◆ Given text ◆

****************

# Tomorrow is International Record Store Day



## The Deacon (Jan 14, 2018)

Wot you Huberts think of that then.

Are you enticed by the idea of a HUSTLE of 40-70 year old fat, balding losers in logo-ed denim outfits sweating it out in tight record stores. Mavens of Springsteen and hard-rockin' flipster daddies talking AC/DC and Mott the Hoople?

Losers rewarding their family-less , lonely lives with a box of Belgian chocolates and a romp through the fuzzy warbles?


You find this all appealing?



...

Thing about all this yearly Record Store Day media coverage is that when they (as always for the most point falsely) maintain that record sales are on the definite rise they never discriminate between USED records and $40 brandnew "trophy" records.


----------



## laurie (Jan 12, 2017)

Why do you post threads like this?? 
Something is really wrong when a person gets their thrills from constantly insulting, mocking, & name-calling ....
I actually feel sad for you .... you seem like a very unhappy soul.


----------



## The Deacon (Jan 14, 2018)

The Deacon can see peeps on THIS forum are really intop vinyl.


Anyways.....


Someone posted this (at Hoffmann forum) concerning the price gouging aspect:

"RSD is an event without a purpose. It's a completely fabricated day that uses extreme Limited Editions to create excitement. It's a shell game played with adults, many of whom are guaranteed only disappointment. It beggars belief that some idiot thought the way to get people into stores and buying product was to limit quantities.

What would make it better? Have it celebrate the music AND music fans who want physical product. Ditch the extreme limited editions that create a false market - currently all it does is line the pockets of flippers who leach off fellow music fans. In other words, stop creating ridiculous Limited Editions so the music fans they want to drive to the stores can get what they want, when they can afford to get it.

Won't happen though, so Record Store Day remains a stain on the industry. Just another example of the business shooting itself in the foot. What could have been great is reduced to a musical equivalent of Halloween."


----------



## Larkenfield (Jun 5, 2017)

Never heard of it until today. But here's more on it that's kind of cool with some unique vinyl pressings from different countries, from the usual informational source from hell that we all conveniently and fondly use ( sometimes ): https://en.m.wikipedia.org/wiki/Record_Store_Day

The Godfathers of Hardcore Record Stores film! 
[video]https://www.recordstoreday.com/NewsItem/7559[/video]

I still love vinyl and occasionally sleep on Naugahyde. I listen to vinyl uploads on YouTube! It would be a treat to hear some of those special pressings to celebrate the day. Here's to the Independents who love the music, and the irascible Deacon.


----------

****************

◆ Stored data ◆

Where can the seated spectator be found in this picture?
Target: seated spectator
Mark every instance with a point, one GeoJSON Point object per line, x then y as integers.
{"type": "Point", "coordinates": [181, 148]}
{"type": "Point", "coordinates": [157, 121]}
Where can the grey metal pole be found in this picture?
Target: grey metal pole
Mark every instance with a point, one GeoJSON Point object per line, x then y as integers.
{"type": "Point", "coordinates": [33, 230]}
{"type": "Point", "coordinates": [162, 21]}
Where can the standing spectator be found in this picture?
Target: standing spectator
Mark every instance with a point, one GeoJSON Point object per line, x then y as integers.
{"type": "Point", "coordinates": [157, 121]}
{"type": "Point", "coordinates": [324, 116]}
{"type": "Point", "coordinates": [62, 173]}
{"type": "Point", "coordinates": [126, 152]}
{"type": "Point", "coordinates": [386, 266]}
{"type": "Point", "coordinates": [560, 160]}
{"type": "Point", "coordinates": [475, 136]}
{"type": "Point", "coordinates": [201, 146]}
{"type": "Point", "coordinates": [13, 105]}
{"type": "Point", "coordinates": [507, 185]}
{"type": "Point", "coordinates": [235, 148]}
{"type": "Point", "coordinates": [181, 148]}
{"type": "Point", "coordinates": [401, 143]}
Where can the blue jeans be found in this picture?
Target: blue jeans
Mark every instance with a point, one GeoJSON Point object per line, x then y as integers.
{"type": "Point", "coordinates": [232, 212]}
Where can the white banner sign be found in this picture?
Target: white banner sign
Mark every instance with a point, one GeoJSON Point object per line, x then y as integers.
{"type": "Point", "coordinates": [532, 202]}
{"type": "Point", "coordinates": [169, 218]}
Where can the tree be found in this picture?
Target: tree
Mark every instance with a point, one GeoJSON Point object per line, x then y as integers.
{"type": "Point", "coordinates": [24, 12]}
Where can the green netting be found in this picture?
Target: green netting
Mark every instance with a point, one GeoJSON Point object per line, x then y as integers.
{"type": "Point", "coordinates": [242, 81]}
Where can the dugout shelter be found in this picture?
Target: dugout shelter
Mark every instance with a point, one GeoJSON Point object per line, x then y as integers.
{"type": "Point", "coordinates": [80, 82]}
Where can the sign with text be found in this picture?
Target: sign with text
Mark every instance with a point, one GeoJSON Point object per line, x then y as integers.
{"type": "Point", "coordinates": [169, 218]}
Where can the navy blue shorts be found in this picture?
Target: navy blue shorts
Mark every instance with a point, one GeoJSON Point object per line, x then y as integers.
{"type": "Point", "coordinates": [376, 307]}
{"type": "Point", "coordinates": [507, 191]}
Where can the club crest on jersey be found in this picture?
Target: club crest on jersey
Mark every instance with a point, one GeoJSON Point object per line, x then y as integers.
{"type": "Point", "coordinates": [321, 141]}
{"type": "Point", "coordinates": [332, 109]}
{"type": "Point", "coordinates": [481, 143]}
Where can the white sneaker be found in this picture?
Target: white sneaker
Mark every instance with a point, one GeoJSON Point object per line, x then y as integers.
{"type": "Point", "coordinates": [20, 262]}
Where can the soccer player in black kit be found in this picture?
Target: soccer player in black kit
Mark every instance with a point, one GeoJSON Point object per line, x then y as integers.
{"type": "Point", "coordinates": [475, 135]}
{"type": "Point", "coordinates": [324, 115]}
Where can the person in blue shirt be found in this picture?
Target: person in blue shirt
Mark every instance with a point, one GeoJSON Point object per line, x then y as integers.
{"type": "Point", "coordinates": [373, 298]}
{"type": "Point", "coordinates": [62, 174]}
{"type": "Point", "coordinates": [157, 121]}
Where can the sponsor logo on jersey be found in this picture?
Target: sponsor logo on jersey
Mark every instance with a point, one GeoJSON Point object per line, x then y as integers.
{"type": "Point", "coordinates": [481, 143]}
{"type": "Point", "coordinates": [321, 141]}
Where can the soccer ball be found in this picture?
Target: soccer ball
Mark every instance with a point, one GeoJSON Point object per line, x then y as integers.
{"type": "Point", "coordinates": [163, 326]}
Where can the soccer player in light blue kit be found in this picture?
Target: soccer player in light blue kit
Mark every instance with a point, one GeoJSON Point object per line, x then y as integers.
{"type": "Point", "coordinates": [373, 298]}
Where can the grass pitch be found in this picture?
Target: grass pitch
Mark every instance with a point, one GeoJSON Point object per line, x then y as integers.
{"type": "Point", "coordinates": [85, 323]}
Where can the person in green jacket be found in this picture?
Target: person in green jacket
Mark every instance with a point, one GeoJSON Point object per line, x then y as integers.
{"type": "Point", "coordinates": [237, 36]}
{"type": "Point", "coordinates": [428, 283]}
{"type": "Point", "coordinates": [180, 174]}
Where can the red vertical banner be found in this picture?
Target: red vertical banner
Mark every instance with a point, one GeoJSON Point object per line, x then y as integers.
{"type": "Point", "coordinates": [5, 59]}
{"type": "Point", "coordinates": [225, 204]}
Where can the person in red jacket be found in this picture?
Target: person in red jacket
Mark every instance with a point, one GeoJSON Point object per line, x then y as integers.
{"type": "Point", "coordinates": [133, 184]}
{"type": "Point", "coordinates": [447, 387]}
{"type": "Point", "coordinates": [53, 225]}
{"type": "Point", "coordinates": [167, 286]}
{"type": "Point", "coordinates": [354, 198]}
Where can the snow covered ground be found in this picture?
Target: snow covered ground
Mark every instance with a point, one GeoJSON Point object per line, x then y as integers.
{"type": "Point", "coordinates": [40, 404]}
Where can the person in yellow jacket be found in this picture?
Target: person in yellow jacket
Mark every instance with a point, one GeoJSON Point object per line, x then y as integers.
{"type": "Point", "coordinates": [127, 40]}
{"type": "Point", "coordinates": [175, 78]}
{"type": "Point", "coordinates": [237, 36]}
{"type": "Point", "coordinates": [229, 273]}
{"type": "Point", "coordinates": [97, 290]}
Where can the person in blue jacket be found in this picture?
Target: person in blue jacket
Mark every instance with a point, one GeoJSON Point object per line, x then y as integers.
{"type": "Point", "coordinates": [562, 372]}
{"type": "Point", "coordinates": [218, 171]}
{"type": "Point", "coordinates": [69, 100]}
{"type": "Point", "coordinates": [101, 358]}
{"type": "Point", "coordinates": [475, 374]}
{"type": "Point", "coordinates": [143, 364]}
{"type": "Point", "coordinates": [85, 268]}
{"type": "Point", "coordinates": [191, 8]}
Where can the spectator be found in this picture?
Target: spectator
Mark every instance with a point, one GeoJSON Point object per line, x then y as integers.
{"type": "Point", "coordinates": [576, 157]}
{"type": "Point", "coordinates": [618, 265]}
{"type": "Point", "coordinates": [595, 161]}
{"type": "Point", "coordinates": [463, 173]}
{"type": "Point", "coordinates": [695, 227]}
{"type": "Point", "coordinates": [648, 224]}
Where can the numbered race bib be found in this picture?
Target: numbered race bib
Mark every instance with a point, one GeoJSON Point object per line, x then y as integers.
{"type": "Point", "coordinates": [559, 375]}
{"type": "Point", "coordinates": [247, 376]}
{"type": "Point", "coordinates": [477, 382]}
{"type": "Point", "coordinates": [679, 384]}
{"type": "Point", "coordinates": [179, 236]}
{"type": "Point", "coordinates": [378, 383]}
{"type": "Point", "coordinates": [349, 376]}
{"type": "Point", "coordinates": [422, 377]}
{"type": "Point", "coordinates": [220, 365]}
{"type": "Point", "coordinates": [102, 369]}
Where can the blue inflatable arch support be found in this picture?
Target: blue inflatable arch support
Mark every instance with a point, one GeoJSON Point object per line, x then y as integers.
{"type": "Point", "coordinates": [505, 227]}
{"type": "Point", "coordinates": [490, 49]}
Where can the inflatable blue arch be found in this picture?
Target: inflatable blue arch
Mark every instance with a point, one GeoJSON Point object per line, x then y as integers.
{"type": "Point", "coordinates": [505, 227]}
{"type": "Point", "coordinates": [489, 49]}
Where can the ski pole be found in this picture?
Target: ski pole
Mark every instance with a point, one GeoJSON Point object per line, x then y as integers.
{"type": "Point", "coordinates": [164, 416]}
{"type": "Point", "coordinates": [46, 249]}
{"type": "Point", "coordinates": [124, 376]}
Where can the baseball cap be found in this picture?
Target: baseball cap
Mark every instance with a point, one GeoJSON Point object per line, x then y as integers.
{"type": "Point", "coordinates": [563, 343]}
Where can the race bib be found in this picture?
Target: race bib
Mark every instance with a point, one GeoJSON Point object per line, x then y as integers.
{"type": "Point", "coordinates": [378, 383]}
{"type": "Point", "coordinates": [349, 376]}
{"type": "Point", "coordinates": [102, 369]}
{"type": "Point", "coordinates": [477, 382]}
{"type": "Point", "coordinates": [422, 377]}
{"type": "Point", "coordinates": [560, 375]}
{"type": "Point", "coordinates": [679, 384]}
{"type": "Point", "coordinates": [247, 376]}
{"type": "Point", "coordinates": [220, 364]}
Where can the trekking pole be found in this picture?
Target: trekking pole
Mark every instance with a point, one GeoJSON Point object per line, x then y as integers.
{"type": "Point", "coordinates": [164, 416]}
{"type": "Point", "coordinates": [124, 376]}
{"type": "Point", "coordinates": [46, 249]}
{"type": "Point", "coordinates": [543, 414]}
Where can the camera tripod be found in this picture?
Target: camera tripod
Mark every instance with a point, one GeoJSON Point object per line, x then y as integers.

****************

◆ What the exercise asks ◆
Write out the part of the Record Store Day thread starting with "Why do you post" and going on through "very unhappy soul.", changing "sad" to "sorry". The items have nothing to do with the Record Store Day thread.

◆ Solved problem ◆
Why do you post threads like this?? 
Something is really wrong when a person gets their thrills from constantly insulting, mocking, & name-calling ....
I actually feel sorry for you .... you seem like a very unhappy soul.